- REQUIRED TASK -
Return every line of the data below that contains the string "pixels". Case counts.

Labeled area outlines
********

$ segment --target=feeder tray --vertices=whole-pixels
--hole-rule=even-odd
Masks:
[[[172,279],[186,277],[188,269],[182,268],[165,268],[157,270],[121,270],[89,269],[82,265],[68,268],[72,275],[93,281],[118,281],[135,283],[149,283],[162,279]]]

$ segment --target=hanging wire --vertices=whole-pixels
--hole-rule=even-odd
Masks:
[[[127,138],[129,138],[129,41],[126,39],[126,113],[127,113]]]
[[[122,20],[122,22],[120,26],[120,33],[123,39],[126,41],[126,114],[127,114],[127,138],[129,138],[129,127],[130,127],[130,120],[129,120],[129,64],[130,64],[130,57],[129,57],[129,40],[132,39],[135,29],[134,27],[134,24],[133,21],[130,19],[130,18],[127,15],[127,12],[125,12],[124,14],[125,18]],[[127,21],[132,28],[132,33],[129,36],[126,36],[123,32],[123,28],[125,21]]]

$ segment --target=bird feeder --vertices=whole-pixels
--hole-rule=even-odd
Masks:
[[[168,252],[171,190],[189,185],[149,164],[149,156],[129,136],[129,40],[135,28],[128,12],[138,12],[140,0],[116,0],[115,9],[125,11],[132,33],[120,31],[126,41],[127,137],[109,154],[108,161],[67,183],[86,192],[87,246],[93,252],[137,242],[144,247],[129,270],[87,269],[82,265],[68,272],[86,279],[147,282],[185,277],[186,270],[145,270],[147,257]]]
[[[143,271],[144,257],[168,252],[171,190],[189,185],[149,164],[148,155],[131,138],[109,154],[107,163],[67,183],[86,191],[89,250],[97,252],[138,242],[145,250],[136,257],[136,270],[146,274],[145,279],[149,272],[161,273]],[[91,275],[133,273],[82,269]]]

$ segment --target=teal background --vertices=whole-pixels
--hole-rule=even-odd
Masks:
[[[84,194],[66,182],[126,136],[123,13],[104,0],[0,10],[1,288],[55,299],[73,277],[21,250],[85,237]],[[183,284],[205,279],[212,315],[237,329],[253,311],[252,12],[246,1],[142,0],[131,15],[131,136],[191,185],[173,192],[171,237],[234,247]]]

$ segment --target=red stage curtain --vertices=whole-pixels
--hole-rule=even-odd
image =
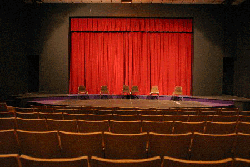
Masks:
[[[191,19],[72,18],[69,91],[121,94],[125,84],[148,95],[158,85],[161,95],[175,86],[190,95],[192,36]]]

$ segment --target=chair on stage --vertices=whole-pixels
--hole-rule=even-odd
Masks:
[[[88,94],[88,91],[86,90],[86,87],[83,85],[80,85],[78,87],[78,94]]]
[[[129,86],[127,86],[127,85],[123,85],[123,88],[122,88],[122,95],[128,95],[129,96],[129,94],[130,94],[130,90],[129,90]],[[129,98],[129,97],[125,97],[125,98]]]
[[[174,88],[174,92],[173,92],[173,94],[172,94],[172,99],[174,99],[174,96],[175,95],[182,95],[183,94],[183,92],[182,92],[182,87],[181,86],[176,86],[175,88]],[[181,98],[181,100],[183,100],[183,97]]]
[[[100,97],[102,98],[104,94],[109,94],[108,86],[106,85],[101,86]]]
[[[136,96],[137,93],[139,93],[139,88],[138,88],[138,86],[132,86],[130,95],[131,95],[131,96],[132,96],[132,95],[135,95],[135,97],[138,98],[138,97]]]
[[[158,86],[152,86],[150,95],[157,94],[159,99],[159,89]]]
[[[129,86],[127,85],[123,85],[123,88],[122,88],[122,94],[130,94],[130,91],[129,91]]]

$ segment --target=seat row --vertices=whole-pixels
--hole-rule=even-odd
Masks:
[[[64,131],[0,131],[0,154],[36,158],[98,156],[108,159],[143,159],[170,156],[186,160],[250,159],[249,134],[115,134]]]
[[[248,167],[250,160],[242,158],[227,158],[216,161],[192,161],[182,160],[164,156],[161,160],[159,156],[146,159],[106,159],[97,156],[88,158],[81,156],[78,158],[45,159],[34,158],[27,155],[0,155],[0,163],[3,167]]]
[[[249,167],[250,160],[242,158],[227,158],[216,161],[192,161],[182,160],[164,156],[161,160],[159,156],[146,159],[106,159],[97,156],[88,158],[81,156],[78,158],[45,159],[34,158],[27,155],[0,155],[0,163],[3,167]]]
[[[250,115],[239,112],[238,108],[122,108],[122,107],[56,107],[56,108],[17,108],[18,112],[65,112],[69,114],[137,114],[137,115]]]
[[[3,115],[3,113],[0,113]],[[117,120],[117,121],[184,121],[184,122],[199,122],[199,121],[214,121],[214,122],[233,122],[242,121],[250,122],[250,116],[245,115],[124,115],[124,114],[68,114],[68,113],[42,113],[42,112],[15,112],[5,113],[4,117],[19,117],[24,119],[57,119],[57,120]]]
[[[180,134],[199,132],[204,134],[250,134],[250,122],[181,122],[181,121],[88,121],[88,120],[53,120],[1,118],[0,130],[20,129],[28,131],[67,131],[67,132],[112,132],[137,134],[156,132]]]

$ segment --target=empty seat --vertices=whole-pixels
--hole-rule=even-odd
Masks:
[[[191,160],[221,160],[232,157],[236,134],[194,133],[191,146]]]
[[[47,119],[48,130],[59,130],[66,132],[77,132],[76,120],[53,120]]]
[[[16,129],[15,118],[0,118],[0,125],[0,130]]]
[[[141,133],[141,121],[110,121],[110,132],[120,134]]]
[[[18,154],[0,154],[0,164],[2,167],[21,167]]]
[[[0,154],[18,154],[18,142],[14,130],[0,131]]]
[[[250,166],[250,159],[243,159],[243,158],[235,158],[234,159],[234,167],[249,167]]]
[[[164,156],[163,166],[169,167],[229,167],[232,165],[232,158],[216,160],[216,161],[194,161],[177,159]]]
[[[43,112],[39,112],[39,118],[40,119],[62,120],[63,119],[63,114],[61,112],[59,112],[59,113],[43,113]]]
[[[214,115],[213,122],[236,122],[238,116]]]
[[[138,115],[140,111],[137,110],[115,110],[113,113],[117,115]]]
[[[189,115],[188,122],[212,121],[213,115]]]
[[[236,122],[207,122],[206,134],[231,134],[236,133]]]
[[[16,117],[23,119],[38,119],[39,114],[38,112],[28,112],[28,113],[16,112]]]
[[[188,121],[188,115],[164,115],[163,121]]]
[[[21,154],[39,158],[59,158],[61,150],[56,131],[34,132],[17,130]]]
[[[237,132],[250,134],[250,122],[239,122]]]
[[[171,156],[188,159],[192,133],[157,134],[149,133],[148,155]]]
[[[59,132],[64,158],[79,156],[104,157],[102,132]]]
[[[104,132],[105,158],[110,159],[144,159],[146,153],[147,133],[114,134]]]
[[[23,167],[88,167],[88,157],[43,159],[21,155],[20,161]]]
[[[88,114],[63,114],[64,120],[89,120]]]
[[[8,112],[8,111],[0,112],[0,118],[10,118],[14,116],[15,116],[14,112]]]
[[[160,167],[161,158],[155,156],[146,159],[106,159],[91,157],[91,167]]]
[[[173,122],[142,121],[142,132],[173,133]]]
[[[78,124],[78,131],[81,133],[109,131],[109,122],[107,120],[106,121],[78,120],[77,124]]]
[[[89,114],[87,117],[87,120],[91,120],[91,121],[101,121],[101,120],[110,120],[110,119],[112,119],[111,114],[105,114],[105,115]]]
[[[141,115],[144,121],[163,121],[163,115]]]
[[[113,115],[113,120],[116,121],[137,121],[141,120],[138,115]]]
[[[27,131],[47,131],[45,119],[16,119],[17,129]]]
[[[173,133],[181,134],[188,132],[204,133],[205,122],[174,122]]]
[[[38,108],[22,108],[22,107],[19,107],[16,109],[18,112],[24,112],[24,113],[27,113],[27,112],[37,112],[38,111]]]
[[[238,133],[234,147],[234,156],[250,159],[250,134]]]

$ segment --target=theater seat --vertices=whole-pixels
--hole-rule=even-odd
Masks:
[[[164,156],[163,166],[164,167],[231,167],[232,158],[216,160],[216,161],[193,161],[183,160]]]
[[[23,167],[88,167],[88,157],[43,159],[21,155],[20,161]]]
[[[19,163],[18,154],[0,154],[1,167],[22,167]]]
[[[21,154],[39,158],[59,158],[61,150],[56,131],[17,130]]]
[[[104,132],[105,158],[110,159],[144,159],[146,153],[147,133],[114,134]]]
[[[160,167],[159,156],[146,159],[105,159],[96,156],[91,157],[91,167]]]
[[[102,132],[71,133],[59,132],[64,158],[79,156],[104,157]]]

********

- SOLUTION TO THIS EXERCISE -
$ segment --target=feeder tray --vertices=whole-pixels
$ segment --target=hanging wire --vertices=whole-pixels
$ segment --target=bird feeder --vertices=whole-pixels
$ segment --target=teal background --vertices=whole-pixels
$ segment --target=red stage curtain --vertices=whole-pixels
$ segment --target=chair on stage --vertices=whole-pixels
$ segment --target=seat row --vertices=whole-pixels
$ segment --target=empty seat --vertices=whole-pixels
$ segment --target=theater seat --vertices=whole-pixels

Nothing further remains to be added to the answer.